Could you set down exactly the lines of the data below, starting at the one that holds "pixel 27 294" and ending at the one that holds "pixel 62 401", both included, and only those?

- **DATA SHOWN**:
((
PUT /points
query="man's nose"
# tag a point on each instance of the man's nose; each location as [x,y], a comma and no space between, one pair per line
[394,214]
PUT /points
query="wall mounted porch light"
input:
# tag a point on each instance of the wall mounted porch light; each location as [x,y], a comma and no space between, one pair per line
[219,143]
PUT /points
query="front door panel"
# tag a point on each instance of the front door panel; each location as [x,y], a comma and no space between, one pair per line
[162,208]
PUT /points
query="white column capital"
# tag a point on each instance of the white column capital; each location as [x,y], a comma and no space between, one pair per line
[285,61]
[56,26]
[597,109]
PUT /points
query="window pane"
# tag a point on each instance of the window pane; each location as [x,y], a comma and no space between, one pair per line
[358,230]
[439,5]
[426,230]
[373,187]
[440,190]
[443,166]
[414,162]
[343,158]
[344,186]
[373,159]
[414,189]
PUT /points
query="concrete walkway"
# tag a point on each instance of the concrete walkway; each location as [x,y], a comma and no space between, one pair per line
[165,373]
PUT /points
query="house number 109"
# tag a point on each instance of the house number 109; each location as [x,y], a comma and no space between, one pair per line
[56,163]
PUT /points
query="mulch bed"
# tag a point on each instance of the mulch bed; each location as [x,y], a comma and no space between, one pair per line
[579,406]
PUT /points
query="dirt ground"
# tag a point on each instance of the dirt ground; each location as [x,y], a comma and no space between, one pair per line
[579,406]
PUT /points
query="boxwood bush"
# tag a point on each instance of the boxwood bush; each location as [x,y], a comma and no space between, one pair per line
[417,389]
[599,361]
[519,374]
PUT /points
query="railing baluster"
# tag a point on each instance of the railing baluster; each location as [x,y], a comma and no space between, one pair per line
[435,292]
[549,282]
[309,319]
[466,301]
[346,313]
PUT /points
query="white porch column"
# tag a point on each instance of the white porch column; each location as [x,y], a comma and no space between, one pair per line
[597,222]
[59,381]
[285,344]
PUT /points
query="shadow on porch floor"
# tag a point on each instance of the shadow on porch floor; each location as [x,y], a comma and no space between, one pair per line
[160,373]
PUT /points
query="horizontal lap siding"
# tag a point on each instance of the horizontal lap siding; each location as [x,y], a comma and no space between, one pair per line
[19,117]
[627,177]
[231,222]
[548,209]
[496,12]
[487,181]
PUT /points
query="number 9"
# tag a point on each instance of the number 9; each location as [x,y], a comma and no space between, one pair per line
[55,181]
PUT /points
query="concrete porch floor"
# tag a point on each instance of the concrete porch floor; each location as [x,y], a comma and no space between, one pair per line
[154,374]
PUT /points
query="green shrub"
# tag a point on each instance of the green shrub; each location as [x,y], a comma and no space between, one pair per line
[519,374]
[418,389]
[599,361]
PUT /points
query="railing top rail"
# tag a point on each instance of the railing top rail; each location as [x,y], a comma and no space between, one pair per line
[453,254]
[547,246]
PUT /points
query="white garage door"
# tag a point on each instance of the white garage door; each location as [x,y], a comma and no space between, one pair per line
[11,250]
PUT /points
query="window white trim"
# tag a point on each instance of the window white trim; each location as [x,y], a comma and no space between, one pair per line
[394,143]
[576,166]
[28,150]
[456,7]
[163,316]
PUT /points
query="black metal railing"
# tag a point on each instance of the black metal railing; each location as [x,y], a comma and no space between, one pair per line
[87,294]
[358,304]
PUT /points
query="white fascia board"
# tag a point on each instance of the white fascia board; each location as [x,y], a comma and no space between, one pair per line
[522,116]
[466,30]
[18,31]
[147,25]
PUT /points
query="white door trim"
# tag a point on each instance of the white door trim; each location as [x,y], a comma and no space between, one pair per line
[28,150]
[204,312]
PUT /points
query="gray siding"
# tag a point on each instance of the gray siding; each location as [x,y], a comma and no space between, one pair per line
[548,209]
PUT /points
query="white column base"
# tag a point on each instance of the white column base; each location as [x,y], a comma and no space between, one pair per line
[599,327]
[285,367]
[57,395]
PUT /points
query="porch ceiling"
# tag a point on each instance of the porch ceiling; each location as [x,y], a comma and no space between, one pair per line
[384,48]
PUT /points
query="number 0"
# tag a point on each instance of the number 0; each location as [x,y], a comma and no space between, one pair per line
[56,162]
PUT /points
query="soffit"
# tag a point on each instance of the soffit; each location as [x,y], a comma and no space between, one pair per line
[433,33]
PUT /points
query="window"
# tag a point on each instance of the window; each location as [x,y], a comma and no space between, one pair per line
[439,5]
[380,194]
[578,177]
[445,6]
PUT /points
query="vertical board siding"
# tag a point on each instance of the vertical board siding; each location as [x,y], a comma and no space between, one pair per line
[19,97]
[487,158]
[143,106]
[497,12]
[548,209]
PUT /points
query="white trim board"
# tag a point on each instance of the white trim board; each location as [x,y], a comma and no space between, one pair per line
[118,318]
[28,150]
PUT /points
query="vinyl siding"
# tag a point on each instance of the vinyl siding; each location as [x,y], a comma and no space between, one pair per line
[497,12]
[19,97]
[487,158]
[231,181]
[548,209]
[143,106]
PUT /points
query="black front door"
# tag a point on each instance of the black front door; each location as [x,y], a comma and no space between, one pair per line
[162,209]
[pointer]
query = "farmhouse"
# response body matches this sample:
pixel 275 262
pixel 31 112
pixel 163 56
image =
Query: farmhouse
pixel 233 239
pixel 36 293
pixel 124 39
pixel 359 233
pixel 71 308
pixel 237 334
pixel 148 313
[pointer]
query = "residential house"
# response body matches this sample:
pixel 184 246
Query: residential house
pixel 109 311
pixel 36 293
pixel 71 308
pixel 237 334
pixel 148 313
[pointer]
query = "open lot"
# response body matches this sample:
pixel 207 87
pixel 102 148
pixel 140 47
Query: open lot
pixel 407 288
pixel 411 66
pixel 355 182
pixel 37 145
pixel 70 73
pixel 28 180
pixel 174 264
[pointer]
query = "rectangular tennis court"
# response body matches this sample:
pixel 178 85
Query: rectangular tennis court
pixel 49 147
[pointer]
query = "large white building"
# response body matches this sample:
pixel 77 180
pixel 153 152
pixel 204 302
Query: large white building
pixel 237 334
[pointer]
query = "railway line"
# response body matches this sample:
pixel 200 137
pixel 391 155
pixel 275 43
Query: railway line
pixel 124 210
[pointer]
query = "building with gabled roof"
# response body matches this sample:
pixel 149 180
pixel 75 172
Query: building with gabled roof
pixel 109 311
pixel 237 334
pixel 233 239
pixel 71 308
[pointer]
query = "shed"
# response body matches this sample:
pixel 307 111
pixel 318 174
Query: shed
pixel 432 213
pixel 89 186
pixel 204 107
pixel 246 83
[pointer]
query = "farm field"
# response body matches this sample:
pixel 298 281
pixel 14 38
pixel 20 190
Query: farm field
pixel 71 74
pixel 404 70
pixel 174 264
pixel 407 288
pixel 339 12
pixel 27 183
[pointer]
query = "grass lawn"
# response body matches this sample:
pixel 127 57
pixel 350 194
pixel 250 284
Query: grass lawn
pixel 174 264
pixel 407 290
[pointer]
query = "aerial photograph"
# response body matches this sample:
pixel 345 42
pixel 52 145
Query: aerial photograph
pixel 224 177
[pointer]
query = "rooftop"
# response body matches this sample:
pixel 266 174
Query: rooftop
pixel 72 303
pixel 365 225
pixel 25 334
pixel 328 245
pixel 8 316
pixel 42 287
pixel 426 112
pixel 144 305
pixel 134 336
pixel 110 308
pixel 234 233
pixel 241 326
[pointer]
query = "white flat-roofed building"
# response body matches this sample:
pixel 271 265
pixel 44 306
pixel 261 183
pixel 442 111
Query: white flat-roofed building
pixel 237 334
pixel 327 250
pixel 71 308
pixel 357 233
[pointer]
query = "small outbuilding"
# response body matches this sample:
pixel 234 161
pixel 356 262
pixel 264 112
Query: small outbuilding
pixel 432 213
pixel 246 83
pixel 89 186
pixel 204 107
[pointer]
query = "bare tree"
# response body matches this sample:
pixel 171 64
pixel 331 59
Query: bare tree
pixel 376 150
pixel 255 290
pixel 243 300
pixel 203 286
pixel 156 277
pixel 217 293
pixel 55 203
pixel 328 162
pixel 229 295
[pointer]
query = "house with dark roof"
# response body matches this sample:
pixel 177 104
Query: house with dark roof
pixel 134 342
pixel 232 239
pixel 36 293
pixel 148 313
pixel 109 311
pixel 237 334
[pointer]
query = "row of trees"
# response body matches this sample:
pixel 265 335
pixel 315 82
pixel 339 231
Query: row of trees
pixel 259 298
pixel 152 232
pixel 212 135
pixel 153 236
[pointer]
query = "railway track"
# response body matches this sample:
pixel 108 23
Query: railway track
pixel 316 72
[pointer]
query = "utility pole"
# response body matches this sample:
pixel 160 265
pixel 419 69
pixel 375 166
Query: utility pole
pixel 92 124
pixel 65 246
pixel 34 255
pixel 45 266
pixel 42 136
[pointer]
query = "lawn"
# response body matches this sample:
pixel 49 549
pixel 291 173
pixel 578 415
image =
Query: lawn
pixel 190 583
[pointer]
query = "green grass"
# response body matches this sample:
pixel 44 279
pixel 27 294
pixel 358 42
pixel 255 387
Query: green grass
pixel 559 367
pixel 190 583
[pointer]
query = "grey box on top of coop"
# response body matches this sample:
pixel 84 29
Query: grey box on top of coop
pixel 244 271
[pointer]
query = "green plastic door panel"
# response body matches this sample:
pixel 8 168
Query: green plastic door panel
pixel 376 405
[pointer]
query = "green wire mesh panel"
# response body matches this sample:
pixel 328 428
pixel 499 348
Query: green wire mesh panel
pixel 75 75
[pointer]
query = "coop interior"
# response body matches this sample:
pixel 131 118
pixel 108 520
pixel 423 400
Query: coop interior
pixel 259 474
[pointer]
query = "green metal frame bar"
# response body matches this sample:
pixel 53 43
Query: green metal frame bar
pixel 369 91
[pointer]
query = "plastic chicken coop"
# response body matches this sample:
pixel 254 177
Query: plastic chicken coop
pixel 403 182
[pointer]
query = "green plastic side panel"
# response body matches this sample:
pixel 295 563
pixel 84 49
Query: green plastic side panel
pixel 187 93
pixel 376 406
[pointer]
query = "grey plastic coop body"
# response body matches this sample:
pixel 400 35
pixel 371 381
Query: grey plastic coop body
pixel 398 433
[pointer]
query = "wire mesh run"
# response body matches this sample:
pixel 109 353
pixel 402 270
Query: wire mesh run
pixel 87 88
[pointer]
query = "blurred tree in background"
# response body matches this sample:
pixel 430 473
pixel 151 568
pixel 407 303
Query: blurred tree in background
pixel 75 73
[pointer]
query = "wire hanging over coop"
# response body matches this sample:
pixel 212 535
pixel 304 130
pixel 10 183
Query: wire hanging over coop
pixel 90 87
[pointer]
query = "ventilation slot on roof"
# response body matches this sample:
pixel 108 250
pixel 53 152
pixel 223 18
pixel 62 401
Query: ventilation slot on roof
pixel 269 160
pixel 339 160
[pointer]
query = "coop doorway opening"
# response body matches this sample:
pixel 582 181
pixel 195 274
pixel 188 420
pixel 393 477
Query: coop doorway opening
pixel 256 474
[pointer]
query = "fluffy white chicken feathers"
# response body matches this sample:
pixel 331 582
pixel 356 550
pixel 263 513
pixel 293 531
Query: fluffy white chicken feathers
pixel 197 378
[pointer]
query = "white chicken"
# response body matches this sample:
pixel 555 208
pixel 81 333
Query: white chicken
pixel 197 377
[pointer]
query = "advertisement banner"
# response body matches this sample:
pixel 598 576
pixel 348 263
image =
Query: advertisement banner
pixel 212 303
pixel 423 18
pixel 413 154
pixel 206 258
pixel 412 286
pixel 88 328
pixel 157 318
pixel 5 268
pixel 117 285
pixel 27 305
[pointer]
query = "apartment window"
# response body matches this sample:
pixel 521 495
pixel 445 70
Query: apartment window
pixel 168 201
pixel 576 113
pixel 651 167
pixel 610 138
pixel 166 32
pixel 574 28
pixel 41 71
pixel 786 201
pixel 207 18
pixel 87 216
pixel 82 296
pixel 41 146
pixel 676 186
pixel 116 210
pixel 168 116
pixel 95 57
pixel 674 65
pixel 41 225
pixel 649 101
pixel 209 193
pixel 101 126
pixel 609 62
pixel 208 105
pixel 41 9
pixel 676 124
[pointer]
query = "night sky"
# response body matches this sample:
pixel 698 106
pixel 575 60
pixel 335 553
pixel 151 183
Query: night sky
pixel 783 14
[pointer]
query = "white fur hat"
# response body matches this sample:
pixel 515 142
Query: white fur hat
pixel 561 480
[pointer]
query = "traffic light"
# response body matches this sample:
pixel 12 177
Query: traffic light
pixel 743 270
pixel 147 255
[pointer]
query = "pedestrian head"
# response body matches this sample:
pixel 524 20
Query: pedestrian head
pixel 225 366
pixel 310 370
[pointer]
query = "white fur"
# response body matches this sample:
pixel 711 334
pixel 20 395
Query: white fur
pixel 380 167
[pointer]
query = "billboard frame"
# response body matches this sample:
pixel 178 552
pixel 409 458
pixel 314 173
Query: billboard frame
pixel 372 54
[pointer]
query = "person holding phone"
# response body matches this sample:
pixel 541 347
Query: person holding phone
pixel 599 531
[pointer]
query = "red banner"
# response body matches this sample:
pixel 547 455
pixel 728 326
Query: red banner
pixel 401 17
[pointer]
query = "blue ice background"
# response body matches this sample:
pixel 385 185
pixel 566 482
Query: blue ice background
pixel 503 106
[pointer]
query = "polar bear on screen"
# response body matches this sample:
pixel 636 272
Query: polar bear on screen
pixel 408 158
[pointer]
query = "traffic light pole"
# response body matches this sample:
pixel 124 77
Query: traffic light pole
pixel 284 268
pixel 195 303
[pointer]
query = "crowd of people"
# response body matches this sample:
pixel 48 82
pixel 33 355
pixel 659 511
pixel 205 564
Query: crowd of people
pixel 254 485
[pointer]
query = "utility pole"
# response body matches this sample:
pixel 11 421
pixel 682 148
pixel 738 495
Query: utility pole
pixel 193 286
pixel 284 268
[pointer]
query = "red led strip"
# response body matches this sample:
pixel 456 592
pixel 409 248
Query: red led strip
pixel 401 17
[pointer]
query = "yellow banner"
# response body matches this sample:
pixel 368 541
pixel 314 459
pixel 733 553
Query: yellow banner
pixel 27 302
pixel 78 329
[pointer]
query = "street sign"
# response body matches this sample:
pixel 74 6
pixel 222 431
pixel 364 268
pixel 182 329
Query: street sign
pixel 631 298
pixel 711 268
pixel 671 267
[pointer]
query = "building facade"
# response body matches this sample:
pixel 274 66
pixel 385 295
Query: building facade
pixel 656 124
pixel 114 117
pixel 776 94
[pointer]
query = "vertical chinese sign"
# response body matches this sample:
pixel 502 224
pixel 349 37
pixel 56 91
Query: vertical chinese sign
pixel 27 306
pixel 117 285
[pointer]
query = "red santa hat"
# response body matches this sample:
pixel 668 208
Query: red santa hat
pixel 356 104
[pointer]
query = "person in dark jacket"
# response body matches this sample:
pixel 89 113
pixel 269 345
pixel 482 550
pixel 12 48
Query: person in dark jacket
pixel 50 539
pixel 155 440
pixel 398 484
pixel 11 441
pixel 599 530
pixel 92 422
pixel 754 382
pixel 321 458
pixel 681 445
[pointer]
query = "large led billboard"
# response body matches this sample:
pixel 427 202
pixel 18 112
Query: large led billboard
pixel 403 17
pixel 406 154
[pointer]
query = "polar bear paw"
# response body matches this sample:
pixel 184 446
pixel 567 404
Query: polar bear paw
))
- **RESPONSE TO THIS TASK**:
pixel 27 294
pixel 358 42
pixel 255 387
Query: green grass
pixel 559 367
pixel 190 583
[pointer]
query = "grey box on top of coop"
# response body matches this sample:
pixel 84 29
Query: grey box on top of coop
pixel 244 271
[pointer]
query = "green plastic door panel"
# response body matches this sample:
pixel 8 168
Query: green plastic door panel
pixel 376 405
[pointer]
query = "green wire mesh panel"
# response body matches this sample:
pixel 328 428
pixel 499 348
Query: green wire mesh panel
pixel 75 75
[pointer]
query = "coop interior"
# response body matches this sample:
pixel 131 118
pixel 108 520
pixel 423 400
Query: coop interior
pixel 259 474
[pointer]
query = "green metal frame bar"
# response body matches this sample:
pixel 53 43
Query: green metal frame bar
pixel 369 91
[pointer]
query = "plastic chicken coop"
# response body matches this sample:
pixel 254 177
Query: plastic chicken coop
pixel 403 182
[pointer]
query = "green plastic side panel"
# response body matches this sample:
pixel 295 563
pixel 84 49
Query: green plastic side panel
pixel 187 93
pixel 376 406
[pointer]
query = "grey plastic coop body"
# response body matches this sample:
pixel 400 35
pixel 371 381
Query: grey plastic coop body
pixel 398 433
[pointer]
query = "wire mesh run"
# response body matches this sample:
pixel 109 353
pixel 402 270
Query: wire mesh run
pixel 87 88
[pointer]
query = "blurred tree in background"
# response body matches this sample:
pixel 430 473
pixel 151 568
pixel 407 303
Query: blurred tree in background
pixel 75 73
[pointer]
query = "wire hanging over coop"
# response body matches this sample:
pixel 212 535
pixel 304 130
pixel 10 183
Query: wire hanging over coop
pixel 90 87
[pointer]
query = "ventilation slot on roof"
# response body matches this sample:
pixel 108 250
pixel 53 152
pixel 223 18
pixel 62 401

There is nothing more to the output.